## Material supplied
-------------------------

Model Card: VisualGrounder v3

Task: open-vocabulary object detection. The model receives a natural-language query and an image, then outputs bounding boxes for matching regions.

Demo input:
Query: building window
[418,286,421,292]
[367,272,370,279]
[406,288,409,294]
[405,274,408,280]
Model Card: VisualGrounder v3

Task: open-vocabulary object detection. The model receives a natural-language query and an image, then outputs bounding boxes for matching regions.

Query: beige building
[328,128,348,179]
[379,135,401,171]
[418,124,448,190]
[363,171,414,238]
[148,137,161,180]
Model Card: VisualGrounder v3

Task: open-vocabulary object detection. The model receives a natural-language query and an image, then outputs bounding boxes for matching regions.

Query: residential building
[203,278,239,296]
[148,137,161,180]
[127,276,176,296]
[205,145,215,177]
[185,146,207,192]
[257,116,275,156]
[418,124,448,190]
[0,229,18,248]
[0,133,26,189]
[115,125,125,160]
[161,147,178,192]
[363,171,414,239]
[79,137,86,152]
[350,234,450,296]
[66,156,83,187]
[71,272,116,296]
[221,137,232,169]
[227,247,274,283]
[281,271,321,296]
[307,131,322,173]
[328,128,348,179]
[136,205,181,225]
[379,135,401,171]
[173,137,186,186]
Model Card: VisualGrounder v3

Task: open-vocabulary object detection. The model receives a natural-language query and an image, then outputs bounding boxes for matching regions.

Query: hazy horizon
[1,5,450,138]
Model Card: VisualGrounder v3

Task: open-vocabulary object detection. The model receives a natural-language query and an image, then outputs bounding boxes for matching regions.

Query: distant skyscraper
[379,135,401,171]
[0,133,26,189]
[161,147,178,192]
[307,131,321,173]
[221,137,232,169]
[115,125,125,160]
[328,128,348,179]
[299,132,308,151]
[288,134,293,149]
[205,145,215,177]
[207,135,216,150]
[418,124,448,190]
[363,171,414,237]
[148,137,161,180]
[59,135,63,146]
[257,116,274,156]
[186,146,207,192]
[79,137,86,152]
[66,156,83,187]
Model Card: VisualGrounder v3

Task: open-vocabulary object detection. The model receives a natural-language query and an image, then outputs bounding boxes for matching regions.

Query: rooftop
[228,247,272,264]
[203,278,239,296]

-------------------------

## Assigned task
A word-for-word copy of the data is the expected answer.

## Written solution
Model Card: VisualGrounder v3

Task: open-vocabulary object detection. The model receives a natural-language query and an image, then outputs bounding boxes for matching regions.

Demo input:
Query: building window
[418,286,421,292]
[367,272,370,279]
[406,288,409,294]
[405,274,408,280]
Model Card: VisualGrounder v3

Task: open-vocabulary object detection. The model receives a natural-language query and an image, then outputs bounding boxes for matching regions.

Query: beige building
[328,128,348,179]
[379,135,401,171]
[418,124,448,190]
[363,171,414,238]
[148,137,161,180]
Model Card: VisualGrounder v3

Task: open-vocabulary object detection. The model receives a natural-language query and an image, then outputs bounding boxes for matching regions.

Query: residential building
[203,278,239,296]
[148,137,161,180]
[127,276,176,296]
[205,145,215,177]
[185,146,207,192]
[257,116,275,156]
[418,124,448,190]
[0,229,18,248]
[0,133,26,189]
[115,125,125,160]
[161,147,178,192]
[363,171,414,239]
[79,137,86,152]
[350,234,450,296]
[66,156,83,187]
[71,272,116,296]
[221,137,232,169]
[227,247,274,283]
[281,271,321,296]
[307,131,322,173]
[328,128,348,179]
[136,205,181,225]
[379,135,401,171]
[173,137,186,186]
Model Card: VisualGrounder v3

Task: open-vocabulary object detection. The model receives a natural-language query and an image, then outputs bounding boxes for matching regions.

Query: hazy horizon
[1,5,450,138]
Model Card: VisualGrounder v3

Task: open-vocabulary object detection. The model receives a natural-language query and an image, then outputs bounding boxes for matching regions.

Query: distant skyscraper
[379,135,401,171]
[0,133,26,189]
[161,147,178,192]
[307,131,321,173]
[221,137,232,169]
[115,125,125,160]
[328,128,348,179]
[299,132,308,151]
[288,134,293,149]
[205,145,215,177]
[207,135,216,150]
[418,124,448,190]
[363,171,414,237]
[148,137,161,180]
[59,135,63,146]
[257,116,274,156]
[186,146,207,192]
[79,137,86,152]
[66,156,83,187]
Model Card: VisualGrounder v3

Task: open-vocabulary object detection. The model receives a natural-language query and an image, then outputs bounding boxes for matching regions.

Query: rooftop
[228,247,272,264]
[203,278,239,296]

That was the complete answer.